*** Opening Quoted passage ***

June 26, 2020
Italy lost €33.5 million in 2017 over tax evasion. A survey by the Bank of Italy shows that self-employed, younger, and less educated citizens have a higher likelihood to evade paying taxes. Deliberate or accidental omission of daily remote transactions by marketplace operators also contributes to the immense VAT gap. This means there is a large difference between the expected tax and that which is collected.
The negative effects of tax evasion in Italy are felt through a sluggish economic growth and high rates of unemployment. For these reasons, Italian tax authorities recently announced new VAT regulations for remote transactions according to the EU Directive 2017/2455.
In Italy, marketplace operators are expected to register for a VAT number before sending the goods to any consumers within Europe. Marketplace operators are taxable individuals who are liable to pay VAT for the sale of goods through an electronic platform like a portal or an internet marketplace. According to the VAT law decree no 34/2019, these individuals must report the details of their transactions. Nonresident taxable marketplace operators who are not based in Italy must also comply with this obligatory decree by first providing the appropriate identification or appointing a representative in Italy.
Marketplace operators should report each seller’s identification, the total number of units sold in Italy, and the total price per unit for all sales. All marketplace operators are expected to report information about their remote sales to the tax authorities within the deadline. Failure to transmit the correct records or sending incorrect or incomplete information is illegal. The merchant will be perceived to have received or supplied the goods and are supposed to pay VAT for those goods, even if they gave insufficient sales information.
The Italian taxman has only given two exemptions for these regulations. Firstly, if the supplier paid VAT for the goods before they were imported into Italy. Secondly, if the operator proves beyond any reasonable doubt that they never knew that the records were false.
Proper documentation like VAT returns, F24 payment forms, or wire transfer must be presented as proof that the supplier paid the relevant VAT. To prove that the merchant did not have any prior knowledge that the data they transmitted was incorrect, they must execute internal due diligence. The system will gather and analyze the appropriate information for documentation. If the operators discover that there were mistakes, they can amend them and file the appropriate records by the end of that month.
Merchants who fail to deliver the quarterly reports by the correct deadlines miss the opportunity to send correctional records the following month. They are also liable to pay VAT even for unreported sales. Marketplace operators should make the appropriate sales reports for both exports and imports. Authorities gave these directives for all operators and marketplaces, whether the goods from Italy are headed for the EU or vice versa. These regulations are meant to combat VAT fraud in e-commerce.
The European Commission has considered the negative effects of COVID-19 on the businesses of member countries. The pandemic has caused the production in Italian plants to fall sharply, causing a general economic slump. According to statistics, Italian imports fell to 14.9% by April 2020, with businesses in the import and export sector being critically affected by stringent travel bans.
Consequently, the European Commission suggested the suspension of the EU Directive 2017/2455 on e-commerce VAT for six months. If the suspension takes hold, it may apply from 1st July 2021. The reporting obligations may remain in effect until the VAT suspension is implemented.

*** Closing Quoted passage ***
*** Opening Listed entries ***

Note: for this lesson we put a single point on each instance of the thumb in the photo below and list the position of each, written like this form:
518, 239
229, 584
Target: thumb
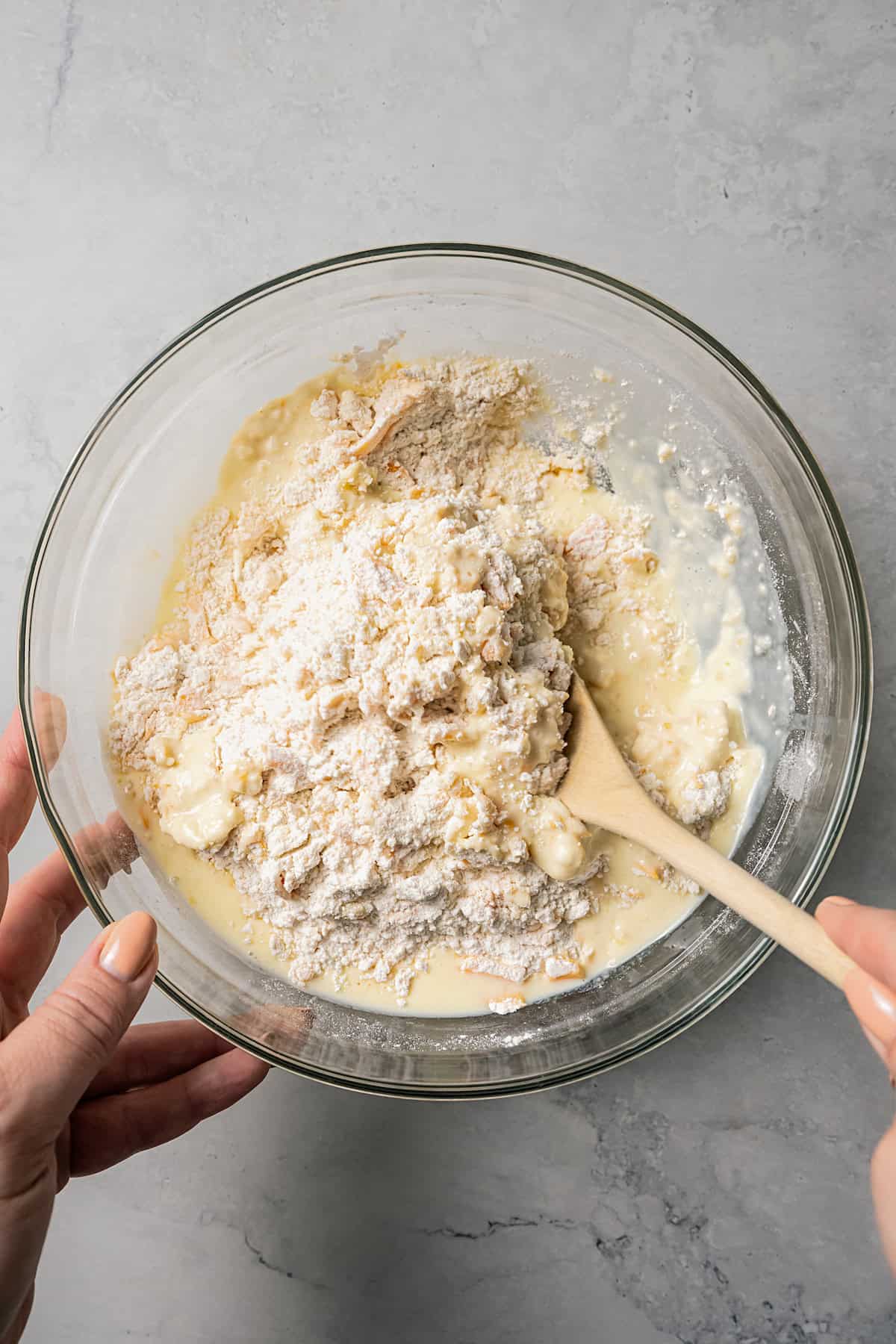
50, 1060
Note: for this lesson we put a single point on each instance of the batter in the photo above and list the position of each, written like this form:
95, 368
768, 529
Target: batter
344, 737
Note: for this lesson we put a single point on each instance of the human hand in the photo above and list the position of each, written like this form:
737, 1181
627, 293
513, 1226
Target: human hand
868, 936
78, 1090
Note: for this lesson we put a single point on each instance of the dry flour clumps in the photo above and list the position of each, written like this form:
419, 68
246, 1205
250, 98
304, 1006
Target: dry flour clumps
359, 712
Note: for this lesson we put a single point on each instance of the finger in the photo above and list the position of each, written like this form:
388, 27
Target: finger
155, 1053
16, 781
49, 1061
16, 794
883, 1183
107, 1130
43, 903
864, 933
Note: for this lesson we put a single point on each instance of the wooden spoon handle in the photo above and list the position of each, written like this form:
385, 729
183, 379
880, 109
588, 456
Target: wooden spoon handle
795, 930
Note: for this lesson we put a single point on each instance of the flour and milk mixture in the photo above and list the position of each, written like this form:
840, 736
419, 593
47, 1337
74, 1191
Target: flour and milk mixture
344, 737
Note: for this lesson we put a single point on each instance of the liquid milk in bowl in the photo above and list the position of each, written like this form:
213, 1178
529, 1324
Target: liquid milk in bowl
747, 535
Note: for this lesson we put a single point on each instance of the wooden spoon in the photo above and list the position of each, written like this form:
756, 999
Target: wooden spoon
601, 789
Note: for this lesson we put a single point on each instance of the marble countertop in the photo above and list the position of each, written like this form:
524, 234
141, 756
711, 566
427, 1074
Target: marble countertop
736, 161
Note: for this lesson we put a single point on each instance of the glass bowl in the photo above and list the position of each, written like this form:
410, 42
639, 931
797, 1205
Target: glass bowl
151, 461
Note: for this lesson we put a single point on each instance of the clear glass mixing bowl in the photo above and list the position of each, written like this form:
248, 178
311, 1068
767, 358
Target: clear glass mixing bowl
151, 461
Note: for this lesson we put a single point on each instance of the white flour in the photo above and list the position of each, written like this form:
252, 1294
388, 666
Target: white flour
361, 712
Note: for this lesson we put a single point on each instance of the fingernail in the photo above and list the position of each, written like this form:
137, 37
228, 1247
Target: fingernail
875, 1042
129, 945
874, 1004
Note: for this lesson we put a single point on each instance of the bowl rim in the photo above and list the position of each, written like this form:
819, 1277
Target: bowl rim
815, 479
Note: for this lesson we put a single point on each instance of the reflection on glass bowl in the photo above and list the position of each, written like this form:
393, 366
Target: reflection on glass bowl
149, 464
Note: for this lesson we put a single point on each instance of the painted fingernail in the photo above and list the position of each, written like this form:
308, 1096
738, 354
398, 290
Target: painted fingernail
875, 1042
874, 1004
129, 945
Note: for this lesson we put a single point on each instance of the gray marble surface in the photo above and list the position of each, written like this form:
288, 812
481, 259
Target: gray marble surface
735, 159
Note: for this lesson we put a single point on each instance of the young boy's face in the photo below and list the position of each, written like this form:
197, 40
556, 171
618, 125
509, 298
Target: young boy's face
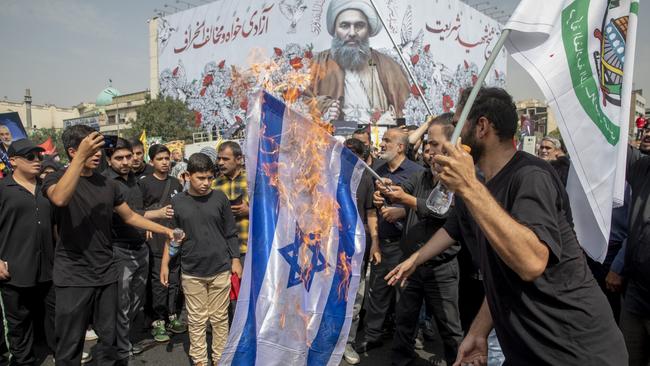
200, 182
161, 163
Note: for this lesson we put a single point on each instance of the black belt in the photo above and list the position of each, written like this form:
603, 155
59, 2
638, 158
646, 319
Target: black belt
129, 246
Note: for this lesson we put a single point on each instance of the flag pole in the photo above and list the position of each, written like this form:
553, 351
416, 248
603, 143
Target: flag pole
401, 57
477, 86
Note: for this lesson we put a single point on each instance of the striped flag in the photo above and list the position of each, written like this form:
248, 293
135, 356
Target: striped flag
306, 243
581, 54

*** Closing Listed entries ***
*** Opening Listed entries ***

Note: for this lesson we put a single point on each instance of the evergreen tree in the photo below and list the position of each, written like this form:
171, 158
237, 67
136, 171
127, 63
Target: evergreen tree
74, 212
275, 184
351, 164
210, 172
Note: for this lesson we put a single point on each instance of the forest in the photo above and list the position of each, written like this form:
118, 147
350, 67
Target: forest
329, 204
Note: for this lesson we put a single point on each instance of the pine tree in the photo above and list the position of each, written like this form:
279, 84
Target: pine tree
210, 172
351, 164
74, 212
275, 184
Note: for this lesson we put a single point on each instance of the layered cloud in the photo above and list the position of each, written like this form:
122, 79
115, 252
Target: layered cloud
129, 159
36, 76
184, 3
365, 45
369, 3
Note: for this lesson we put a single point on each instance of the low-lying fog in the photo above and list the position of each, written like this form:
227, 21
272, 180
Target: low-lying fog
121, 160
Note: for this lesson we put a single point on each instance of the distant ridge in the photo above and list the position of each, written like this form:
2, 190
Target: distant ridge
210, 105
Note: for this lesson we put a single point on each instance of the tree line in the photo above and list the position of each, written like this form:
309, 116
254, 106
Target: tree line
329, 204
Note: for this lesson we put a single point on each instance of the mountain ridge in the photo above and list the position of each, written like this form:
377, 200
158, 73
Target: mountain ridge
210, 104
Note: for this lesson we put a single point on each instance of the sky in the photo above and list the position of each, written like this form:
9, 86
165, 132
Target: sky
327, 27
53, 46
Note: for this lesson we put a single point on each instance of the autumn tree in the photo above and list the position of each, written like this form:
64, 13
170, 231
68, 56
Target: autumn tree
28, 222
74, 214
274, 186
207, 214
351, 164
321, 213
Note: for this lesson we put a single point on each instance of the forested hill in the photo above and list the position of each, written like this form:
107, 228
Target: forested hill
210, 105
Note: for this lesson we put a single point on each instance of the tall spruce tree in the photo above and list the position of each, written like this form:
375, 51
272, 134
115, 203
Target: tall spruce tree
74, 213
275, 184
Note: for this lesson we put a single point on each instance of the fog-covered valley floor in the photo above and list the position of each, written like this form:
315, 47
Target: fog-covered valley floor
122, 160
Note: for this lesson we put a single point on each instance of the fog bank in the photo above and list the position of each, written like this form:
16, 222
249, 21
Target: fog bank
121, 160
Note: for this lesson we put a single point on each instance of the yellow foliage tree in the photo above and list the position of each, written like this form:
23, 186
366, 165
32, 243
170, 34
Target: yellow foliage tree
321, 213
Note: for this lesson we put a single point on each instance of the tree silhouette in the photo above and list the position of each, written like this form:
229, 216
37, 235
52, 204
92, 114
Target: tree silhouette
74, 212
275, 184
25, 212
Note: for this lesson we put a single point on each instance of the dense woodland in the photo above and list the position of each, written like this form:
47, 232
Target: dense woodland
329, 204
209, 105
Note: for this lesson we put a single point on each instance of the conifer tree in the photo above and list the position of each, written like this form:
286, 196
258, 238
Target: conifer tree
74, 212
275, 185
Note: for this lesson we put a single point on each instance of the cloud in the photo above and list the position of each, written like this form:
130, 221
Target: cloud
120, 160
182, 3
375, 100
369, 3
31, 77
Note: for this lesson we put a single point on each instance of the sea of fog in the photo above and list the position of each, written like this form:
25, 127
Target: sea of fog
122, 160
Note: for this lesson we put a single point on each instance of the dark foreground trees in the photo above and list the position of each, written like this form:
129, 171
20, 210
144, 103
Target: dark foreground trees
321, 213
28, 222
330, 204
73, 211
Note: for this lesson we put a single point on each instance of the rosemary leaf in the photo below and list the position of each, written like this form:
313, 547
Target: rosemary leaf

*** Closing Listed entries ***

*Work instructions*
a. From the article on Italian VAT rules, copy the passage starting with "The European Commission has" and going on through "stringent travel bans.".
b. Condense the paragraph of the Italian VAT article that begins "Proper documentation like VAT returns" into a short bulleted list that keeps its main facts.
The data above comes from a different source than the article on Italian VAT rules.

*Results of the exercise*
a.
The European Commission has considered the negative effects of COVID-19 on the businesses of member countries. The pandemic has caused the production in Italian plants to fall sharply, causing a general economic slump. According to statistics, Italian imports fell to 14.9% by April 2020, with businesses in the import and export sector being critically affected by stringent travel bans.

b.
- Proof that the supplier paid the relevant VAT requires documentation such as VAT returns, F24 payment forms, or wire transfers.
- To show it did not know the transmitted data was incorrect, the merchant must carry out internal due diligence.
- The system gathers and analyzes the information needed for documentation.
- Operators who find mistakes can correct them and file the proper records by the end of that month.